**Document excerpt:**

Space Master X-7 got some surprisingly good reviews, but I had never seen it until I caught a piece of it a few months ago on the Fox Movie Channel. I just recently ordered a DVD of it and it's just arrived, though I haven't watched it yet. However, it's on again today (March 2, 2010) at 2:30 PM EST, back on FMC. Unfortunately I don't believe they're running it widescreen (and in fact I fear the DVD I got is also just pan & scan, as it's not a Fox disc), but still, if it's the only game in town, better than nothing. Any in-depth discussions of it should probably revert to its own site. Update: my DVD of Space Master X-7 is in widescreen after all, but a poor print. The version now running on FMC as I write is their previous p&s print, but a clear one. As I taped that one earlier, I'll keep both versions for the present, one for clarity, one for the whole picture.

**Provided information:**
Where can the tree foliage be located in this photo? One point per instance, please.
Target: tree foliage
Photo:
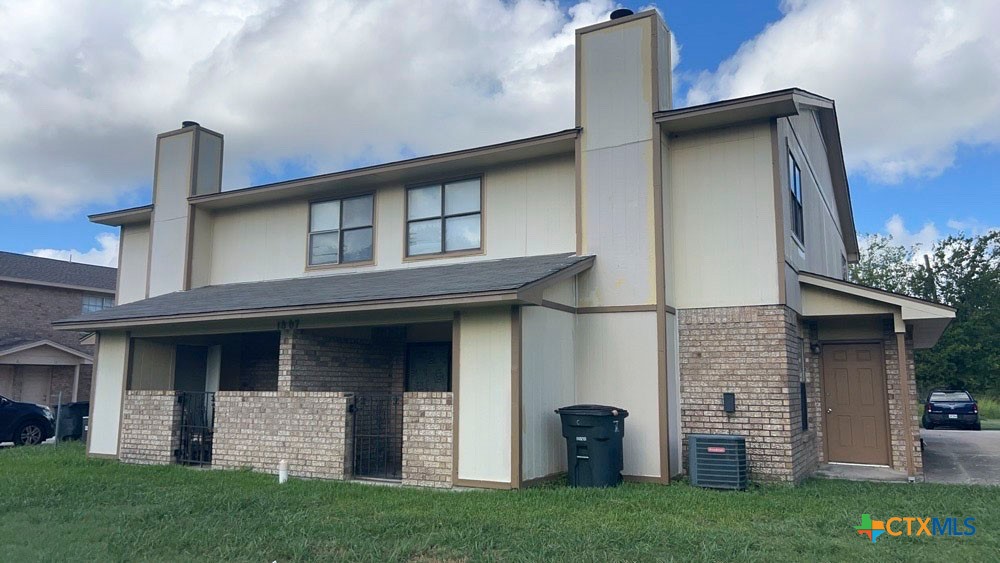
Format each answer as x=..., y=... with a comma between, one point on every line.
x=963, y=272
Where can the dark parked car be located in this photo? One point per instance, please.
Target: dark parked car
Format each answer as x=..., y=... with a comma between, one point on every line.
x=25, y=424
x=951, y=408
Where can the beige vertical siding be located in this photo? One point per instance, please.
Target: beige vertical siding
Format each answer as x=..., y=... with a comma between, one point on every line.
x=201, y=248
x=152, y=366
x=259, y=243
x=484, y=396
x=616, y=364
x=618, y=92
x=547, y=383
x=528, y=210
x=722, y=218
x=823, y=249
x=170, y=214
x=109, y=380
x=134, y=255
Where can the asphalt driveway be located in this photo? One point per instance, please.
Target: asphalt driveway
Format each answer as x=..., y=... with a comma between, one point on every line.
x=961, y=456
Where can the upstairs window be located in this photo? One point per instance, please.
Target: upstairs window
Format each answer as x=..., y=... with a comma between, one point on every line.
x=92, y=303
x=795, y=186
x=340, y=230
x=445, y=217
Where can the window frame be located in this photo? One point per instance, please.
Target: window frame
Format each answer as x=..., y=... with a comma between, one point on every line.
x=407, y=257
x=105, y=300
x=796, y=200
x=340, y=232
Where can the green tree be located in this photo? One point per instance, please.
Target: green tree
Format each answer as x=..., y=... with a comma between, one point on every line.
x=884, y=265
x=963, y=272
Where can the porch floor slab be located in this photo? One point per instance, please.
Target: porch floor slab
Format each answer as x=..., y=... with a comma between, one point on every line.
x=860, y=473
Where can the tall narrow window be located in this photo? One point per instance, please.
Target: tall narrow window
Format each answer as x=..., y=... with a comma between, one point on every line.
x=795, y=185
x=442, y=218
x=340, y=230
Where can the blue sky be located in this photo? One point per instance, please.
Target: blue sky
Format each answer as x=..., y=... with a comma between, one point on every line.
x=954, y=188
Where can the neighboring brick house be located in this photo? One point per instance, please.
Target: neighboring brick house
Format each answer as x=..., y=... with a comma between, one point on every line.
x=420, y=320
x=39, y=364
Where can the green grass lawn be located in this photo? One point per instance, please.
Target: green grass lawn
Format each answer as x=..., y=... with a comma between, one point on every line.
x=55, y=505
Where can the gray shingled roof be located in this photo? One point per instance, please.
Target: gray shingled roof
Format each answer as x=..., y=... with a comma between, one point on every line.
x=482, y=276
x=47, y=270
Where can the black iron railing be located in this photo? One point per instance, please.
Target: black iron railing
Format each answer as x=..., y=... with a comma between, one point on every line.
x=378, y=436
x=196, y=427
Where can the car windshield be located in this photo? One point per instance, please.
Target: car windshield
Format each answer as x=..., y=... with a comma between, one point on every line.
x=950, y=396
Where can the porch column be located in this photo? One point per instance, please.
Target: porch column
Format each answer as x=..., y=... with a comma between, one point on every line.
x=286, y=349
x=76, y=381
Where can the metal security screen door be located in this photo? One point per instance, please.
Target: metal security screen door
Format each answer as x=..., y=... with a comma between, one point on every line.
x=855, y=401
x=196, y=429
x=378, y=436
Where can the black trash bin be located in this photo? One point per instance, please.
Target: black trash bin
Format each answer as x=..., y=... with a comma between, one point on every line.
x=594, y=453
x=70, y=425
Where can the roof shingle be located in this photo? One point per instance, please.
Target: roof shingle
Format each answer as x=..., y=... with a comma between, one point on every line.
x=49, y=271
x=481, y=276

**Parts of the exercise:**
1 – Set down the stretch of the Space Master X-7 post from "Space Master X-7 got" through "the whole picture.".
2 – Answer these questions from the Space Master X-7 post:
(a) On which channel did the writer first catch a piece of the film?
(b) On what date and at what time is the film shown again?
(c) In what picture format is the writer's DVD, and what is the quality of its print?
3 – List every abbreviation that appears in the Space Master X-7 post.

**Set of answers:**
1 –
Space Master X-7 got some surprisingly good reviews, but I had never seen it until I caught a piece of it a few months ago on the Fox Movie Channel. I just recently ordered a DVD of it and it's just arrived, though I haven't watched it yet. However, it's on again today (March 2, 2010) at 2:30 PM EST, back on FMC. Unfortunately I don't believe they're running it widescreen (and in fact I fear the DVD I got is also just pan & scan, as it's not a Fox disc), but still, if it's the only game in town, better than nothing. Any in-depth discussions of it should probably revert to its own site. Update: my DVD of Space Master X-7 is in widescreen after all, but a poor print. The version now running on FMC as I write is their previous p&s print, but a clear one. As I taped that one earlier, I'll keep both versions for the present, one for clarity, one for the whole picture.

2 –
(a) The Fox Movie Channel.
(b) March 2, 2010, at 2:30 PM EST.
(c) Widescreen, with a poor print.

3 –
DVD
PM
EST
FMC
p&s